------ Task input

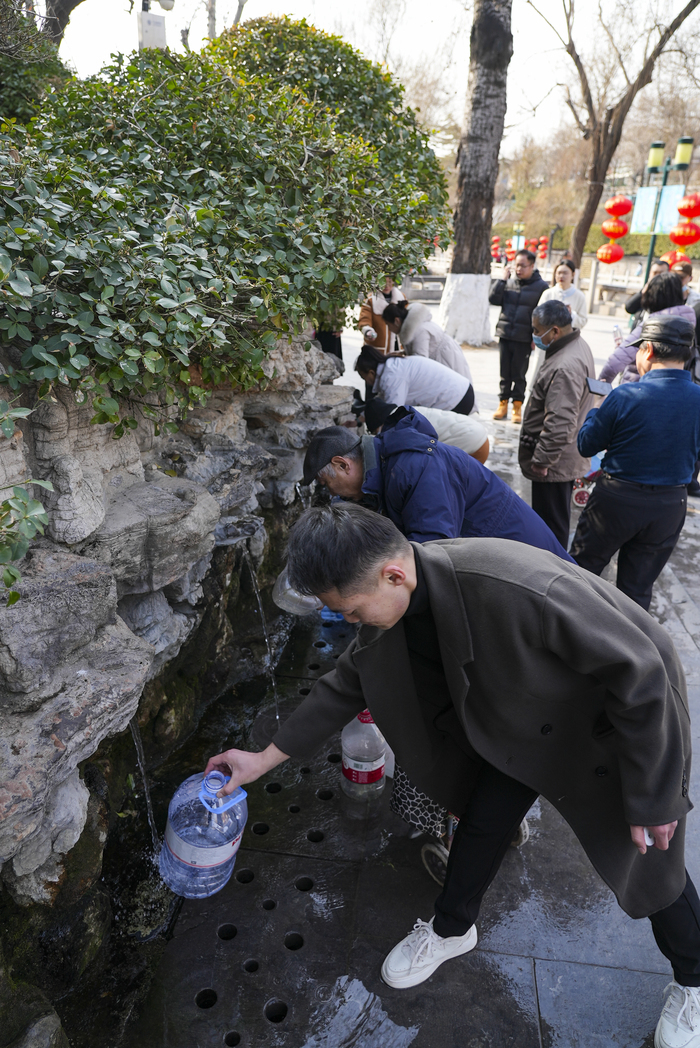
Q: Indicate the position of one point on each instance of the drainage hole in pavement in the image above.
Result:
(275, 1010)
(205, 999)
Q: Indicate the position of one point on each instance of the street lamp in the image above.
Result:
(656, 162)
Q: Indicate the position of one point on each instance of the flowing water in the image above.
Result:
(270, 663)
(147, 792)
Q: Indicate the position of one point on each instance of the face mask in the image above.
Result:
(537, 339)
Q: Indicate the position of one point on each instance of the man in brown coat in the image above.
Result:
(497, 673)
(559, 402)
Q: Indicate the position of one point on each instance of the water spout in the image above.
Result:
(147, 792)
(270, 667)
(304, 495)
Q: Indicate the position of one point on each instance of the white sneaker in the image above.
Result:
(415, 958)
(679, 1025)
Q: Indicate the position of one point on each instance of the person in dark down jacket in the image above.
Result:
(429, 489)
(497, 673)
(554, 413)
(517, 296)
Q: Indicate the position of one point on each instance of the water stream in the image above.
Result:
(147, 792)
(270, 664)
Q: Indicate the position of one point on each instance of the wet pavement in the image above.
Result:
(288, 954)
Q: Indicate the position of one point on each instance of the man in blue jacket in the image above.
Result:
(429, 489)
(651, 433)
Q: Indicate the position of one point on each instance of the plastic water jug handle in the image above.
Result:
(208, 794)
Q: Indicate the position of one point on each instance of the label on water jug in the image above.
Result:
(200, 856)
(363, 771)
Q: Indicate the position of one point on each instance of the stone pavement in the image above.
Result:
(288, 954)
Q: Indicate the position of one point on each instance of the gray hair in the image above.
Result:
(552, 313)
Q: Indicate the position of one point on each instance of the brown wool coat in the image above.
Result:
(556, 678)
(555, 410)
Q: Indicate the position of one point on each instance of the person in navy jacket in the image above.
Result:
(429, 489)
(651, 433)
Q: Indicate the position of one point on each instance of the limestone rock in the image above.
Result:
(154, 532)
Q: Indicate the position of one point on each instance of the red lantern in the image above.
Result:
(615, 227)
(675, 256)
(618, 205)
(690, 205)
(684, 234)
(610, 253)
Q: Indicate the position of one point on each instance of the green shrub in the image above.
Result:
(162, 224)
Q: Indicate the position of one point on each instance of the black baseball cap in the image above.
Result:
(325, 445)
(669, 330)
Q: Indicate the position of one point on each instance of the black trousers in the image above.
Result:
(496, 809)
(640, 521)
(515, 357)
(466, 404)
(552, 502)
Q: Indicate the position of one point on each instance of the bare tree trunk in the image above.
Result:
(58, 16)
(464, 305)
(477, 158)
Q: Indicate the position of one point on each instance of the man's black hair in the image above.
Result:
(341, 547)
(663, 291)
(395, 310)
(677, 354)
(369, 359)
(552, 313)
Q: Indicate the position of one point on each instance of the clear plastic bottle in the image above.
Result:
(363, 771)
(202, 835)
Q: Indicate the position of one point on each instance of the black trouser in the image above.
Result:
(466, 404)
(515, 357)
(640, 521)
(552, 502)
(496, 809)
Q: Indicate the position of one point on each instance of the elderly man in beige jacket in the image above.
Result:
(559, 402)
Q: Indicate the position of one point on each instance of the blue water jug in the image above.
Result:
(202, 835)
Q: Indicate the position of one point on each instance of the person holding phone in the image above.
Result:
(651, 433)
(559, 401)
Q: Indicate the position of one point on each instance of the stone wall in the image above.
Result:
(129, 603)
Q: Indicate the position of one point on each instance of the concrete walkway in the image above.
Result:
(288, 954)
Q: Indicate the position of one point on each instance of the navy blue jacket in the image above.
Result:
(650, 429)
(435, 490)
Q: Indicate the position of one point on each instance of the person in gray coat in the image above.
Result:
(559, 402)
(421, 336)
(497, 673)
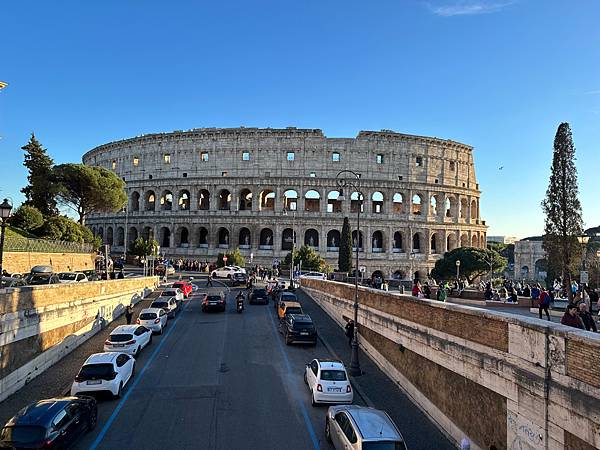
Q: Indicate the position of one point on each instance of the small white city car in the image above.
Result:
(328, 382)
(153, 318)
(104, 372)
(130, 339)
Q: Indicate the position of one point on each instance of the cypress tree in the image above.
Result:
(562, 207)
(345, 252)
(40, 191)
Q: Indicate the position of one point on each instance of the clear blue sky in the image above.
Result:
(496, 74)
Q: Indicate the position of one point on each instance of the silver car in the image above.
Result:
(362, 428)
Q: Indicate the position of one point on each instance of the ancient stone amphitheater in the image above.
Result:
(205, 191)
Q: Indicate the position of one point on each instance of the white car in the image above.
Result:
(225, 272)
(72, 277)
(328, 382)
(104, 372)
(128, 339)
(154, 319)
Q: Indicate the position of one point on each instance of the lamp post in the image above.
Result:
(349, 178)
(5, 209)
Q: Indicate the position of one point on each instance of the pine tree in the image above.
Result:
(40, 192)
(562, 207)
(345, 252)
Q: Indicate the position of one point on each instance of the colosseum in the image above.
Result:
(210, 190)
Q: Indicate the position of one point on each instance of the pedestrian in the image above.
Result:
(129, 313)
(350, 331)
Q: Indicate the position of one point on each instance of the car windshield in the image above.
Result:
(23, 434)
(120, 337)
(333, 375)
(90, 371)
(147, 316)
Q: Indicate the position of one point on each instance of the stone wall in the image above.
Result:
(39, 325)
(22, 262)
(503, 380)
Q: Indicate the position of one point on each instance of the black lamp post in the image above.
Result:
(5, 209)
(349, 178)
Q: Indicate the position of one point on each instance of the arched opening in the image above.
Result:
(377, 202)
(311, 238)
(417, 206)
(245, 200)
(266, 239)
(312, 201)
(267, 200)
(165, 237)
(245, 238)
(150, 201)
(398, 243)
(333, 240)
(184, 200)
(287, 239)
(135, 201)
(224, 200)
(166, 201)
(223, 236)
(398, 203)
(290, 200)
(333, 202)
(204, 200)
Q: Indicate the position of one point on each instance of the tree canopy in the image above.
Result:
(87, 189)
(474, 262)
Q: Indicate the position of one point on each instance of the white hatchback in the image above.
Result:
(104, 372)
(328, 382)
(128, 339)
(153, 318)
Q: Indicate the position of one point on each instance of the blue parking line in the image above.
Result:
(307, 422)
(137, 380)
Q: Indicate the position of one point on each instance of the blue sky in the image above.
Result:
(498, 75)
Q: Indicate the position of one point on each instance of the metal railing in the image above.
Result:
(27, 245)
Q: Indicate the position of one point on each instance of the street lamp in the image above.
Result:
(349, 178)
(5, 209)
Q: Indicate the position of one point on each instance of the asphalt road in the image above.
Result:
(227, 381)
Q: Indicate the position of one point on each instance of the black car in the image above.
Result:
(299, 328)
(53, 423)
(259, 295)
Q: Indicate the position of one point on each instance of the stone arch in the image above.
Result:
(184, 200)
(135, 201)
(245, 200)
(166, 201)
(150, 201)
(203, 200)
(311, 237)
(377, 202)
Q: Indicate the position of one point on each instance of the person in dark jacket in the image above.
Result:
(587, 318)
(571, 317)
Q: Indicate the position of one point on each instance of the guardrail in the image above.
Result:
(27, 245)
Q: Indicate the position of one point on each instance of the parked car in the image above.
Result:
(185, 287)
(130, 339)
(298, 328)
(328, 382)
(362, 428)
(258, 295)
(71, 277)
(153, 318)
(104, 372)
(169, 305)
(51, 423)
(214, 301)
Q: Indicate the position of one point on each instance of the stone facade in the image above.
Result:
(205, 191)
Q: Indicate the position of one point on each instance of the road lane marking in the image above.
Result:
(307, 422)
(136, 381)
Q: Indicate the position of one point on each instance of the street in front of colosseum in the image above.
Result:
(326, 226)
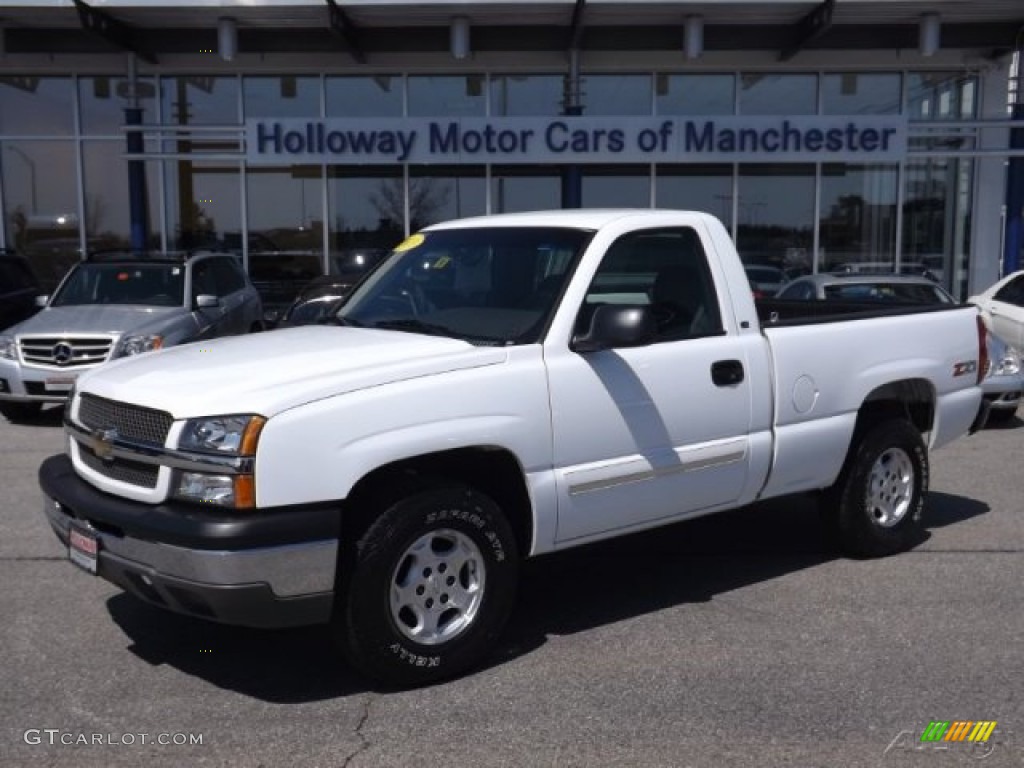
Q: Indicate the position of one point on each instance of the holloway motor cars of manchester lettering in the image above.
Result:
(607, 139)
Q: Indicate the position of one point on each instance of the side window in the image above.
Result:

------------

# Aim of the exercise:
Would you set down the listing exactly, omitting pictures?

# Exercise output:
Q: Indicate the position of one point on each instance of the drainage hole in pavement in the image above.
Result:
(275, 1010)
(205, 999)
Q: Indicate the position of one point on each instance of the street lamp in the image above.
Result:
(656, 162)
Q: Indicate the position of one point on each instance of the flowing water in the image above.
Result:
(270, 663)
(147, 792)
Q: Indicate the position of one point on each instance of the face mask in the image above.
Result:
(537, 339)
Q: Indicate the position of one point on each instance of the man in brown coat in the image above.
Result:
(497, 673)
(559, 402)
Q: Indicate the position of one point on each instance of the water spout in the image above.
Result:
(147, 792)
(270, 667)
(304, 495)
Q: Indicate the position of one point on each instance of the white sneaker in the image above.
Result:
(415, 958)
(679, 1025)
Q: Indicate the position of one point on each instance of the person in dark down jacket in the image above.
Result:
(429, 489)
(497, 673)
(554, 413)
(517, 296)
Q: Indicate the position of one point on each instance of the water stream in the image above.
Result:
(147, 792)
(270, 664)
Q: Indicate the position of one point on each instance of the wet pavement in the image above.
Result:
(288, 954)
Q: Indicate the position of one point on each instance of the man in blue jacket in the image above.
Result:
(429, 489)
(651, 433)
Q: Indicate the position of one point on each instance of the plastic water jug handle in the image above.
Result:
(208, 794)
Q: Indicate the position of one point on each instance of the label on water jug in the image above.
Result:
(200, 856)
(363, 771)
Q: Indicate the position of one point on each instance of the stone pavement in the image above.
Result:
(288, 954)
Q: Indicate the position of one point on each instance of the gray hair in the image above.
Result:
(552, 313)
Q: Indicate the position of one point on each instance of the brown wool coat in the image above.
Result:
(556, 678)
(555, 410)
Q: Indicate the position of one point on each instance of the person in navy jacket in the image above.
Result:
(429, 489)
(651, 433)
Q: Indicate the position of one point on each instance of the limestone rock in the image above.
Result:
(154, 532)
Q: Indicate the position of one point on each instance of the red lantern in the image above.
Result:
(615, 227)
(675, 256)
(618, 205)
(690, 205)
(684, 234)
(610, 253)
Q: Indicate the position of one point on each instance of the green shrub in the image above.
Result:
(162, 224)
Q: Indicate the position of one point on each instance of the black baseball cap in the image above.
Result:
(325, 445)
(669, 330)
Q: Indicate the position of one point on each instance of the black trousers in the image above.
Result:
(496, 809)
(640, 521)
(515, 357)
(466, 404)
(552, 502)
Q: Indicate the position of one point on each instance of the bare tree trunk in the image above.
Result:
(58, 16)
(464, 305)
(477, 158)
Q: Indicate the position of one point on each instance of the man's black hair in the image above.
Result:
(341, 547)
(663, 291)
(395, 310)
(677, 354)
(369, 359)
(552, 313)
Q: Indicate the position of one point on each instance of the clear plastic bottle in the image above.
Result:
(363, 771)
(202, 835)
Q: Indicate the position of one point on each instance of the black trouser in the image above.
Result:
(466, 404)
(515, 357)
(640, 521)
(552, 502)
(496, 809)
Q: Indicate the position of one point on each instance of the elderly man in beige jacket in the image above.
Result:
(559, 402)
Q: Indicate the position of one point on each instance of the blue water jug in the image above.
Result:
(202, 835)
Q: Indicate the position of one point on each instance of the person holding phone in the image above.
Result:
(651, 433)
(559, 401)
Q: Indicate the position of one point on each instance of the stone wall in the image above.
Result:
(129, 603)
Q: Indicate the position of one point on each instance of the concrete walkway in the image above.
Result:
(288, 954)
Q: Indicate the position of one point on each instance of the navy blue jacket in the image above.
Result:
(650, 429)
(435, 490)
Q: Indicate the position of one point on each instance of the person in gray coat in the image above.
Result:
(559, 402)
(421, 336)
(497, 673)
Q: Indicate the position of one point on each instance of the small white city car in the image above.
Result:
(328, 382)
(153, 318)
(104, 372)
(130, 339)
Q: Indicate the position of one point on each instance of the cypress tree in the image above.
Result:
(562, 207)
(345, 252)
(40, 191)
Q: Indicate the position of one point on each instance of the clear blue sky in the image above.
Result:
(496, 74)
Q: Indicate the position of one point on each instance of the silver car in the image above.
Result:
(362, 428)
Q: Indicate the position of one point on each instance of the ancient stone amphitheater in the image above.
Result:
(205, 191)
Q: Indicate the position of one point on each instance of the white car in the image above.
Result:
(225, 272)
(72, 277)
(328, 382)
(104, 372)
(128, 339)
(154, 319)
Q: Indicate the position of one point on each instance of the lamp post in the image above.
Result:
(349, 178)
(5, 209)
Q: Indicate the position of one point on each instance of the pine tree in the image above.
Result:
(40, 192)
(562, 207)
(345, 252)
Q: Indicate the position of one point on each instance of the colosseum in the image above.
Result:
(210, 190)
Q: Indicate the position of one point on each instance of the pedestrian in the image above.
Result:
(129, 313)
(350, 331)
Q: Indicate the position of one point on each instance of the car windshield in the image above.
Result:
(23, 434)
(120, 337)
(333, 375)
(90, 371)
(147, 316)
Q: Indicate the position of one point on each instance of the stone wall in the image above.
Result:
(39, 325)
(22, 262)
(503, 380)
Q: Indicate the position of one point on each instance of the black lamp post in the image above.
Result:
(5, 209)
(349, 178)
Q: Indicate the position of one point on each instance of the arched opening in the image above.
Result:
(377, 202)
(311, 238)
(417, 206)
(245, 200)
(266, 239)
(312, 201)
(267, 200)
(165, 237)
(245, 238)
(150, 201)
(398, 243)
(333, 240)
(184, 200)
(287, 239)
(135, 201)
(224, 200)
(166, 201)
(223, 236)
(398, 203)
(290, 200)
(333, 202)
(204, 200)
Q: Indicate the position of one point on each instance of the tree canopy in the image above.
Result:
(87, 189)
(474, 262)
Q: Indicate the position of one point on each instance of the white hatchback in the image above.
Result:
(104, 372)
(328, 382)
(128, 339)
(153, 318)
Q: Indicate the position of one point on each instance of the blue parking line in the image above.
Result:
(307, 422)
(137, 380)
Q: Indicate the position of one point on each instance of the blue sky in the image above.
Result:
(498, 75)
Q: Indicate the position of one point on each instance of the metal railing in the image above.
Result:
(27, 245)
Q: Indicate the position of one point on each instance of the street lamp in the image above.
Result:
(349, 178)
(5, 209)
Q: Indicate the position of one point on each instance of the asphalt road in the image above.
Result:
(227, 381)
Q: Indicate the position of one point on each instance of the black car in the image above.
Result:
(299, 328)
(53, 423)
(259, 295)
Q: Indicate the position of one point on each instance of the stone arch in the image above.
Result:
(184, 200)
(135, 201)
(245, 200)
(166, 201)
(150, 201)
(203, 200)
(311, 237)
(377, 202)
Q: Indicate the position of one point on each instance of the person in dark jacket in the image above.
Result:
(587, 318)
(571, 317)
Q: Indicate the position of one point on each instance of the guardrail in the image above.
Result:
(27, 245)
Q: Indicate the position of one point on each instance of the parked car in the image above.
Result:
(185, 287)
(130, 339)
(298, 328)
(328, 382)
(362, 428)
(258, 295)
(71, 277)
(153, 318)
(104, 372)
(169, 305)
(51, 423)
(214, 301)
Q: Indicate the position of one point on each instance of the stone facade in the image above.
Result:
(205, 191)
Q: Indicate the position of one point on each instance of the road lane marking in the image above.
Result:
(307, 422)
(136, 381)
Q: Indicate the position of one point on each instance of the street in front of colosseum in the image above.
Result:
(326, 226)
Q: Indicate the position of one point on each instance of the holloway motor cars of manchester lettering in the image above.
Result:
(607, 139)
Q: Indicate the position of one point on each instance of the side window in the image above.
Result:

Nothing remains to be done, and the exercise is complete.